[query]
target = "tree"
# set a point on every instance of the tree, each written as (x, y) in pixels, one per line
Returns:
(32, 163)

════════════════════

- REQUIRED ACTION: Go through the records line by line and give the number of lines with the string "tree" in them, stating nothing else.

- YOUR SOLUTION: 2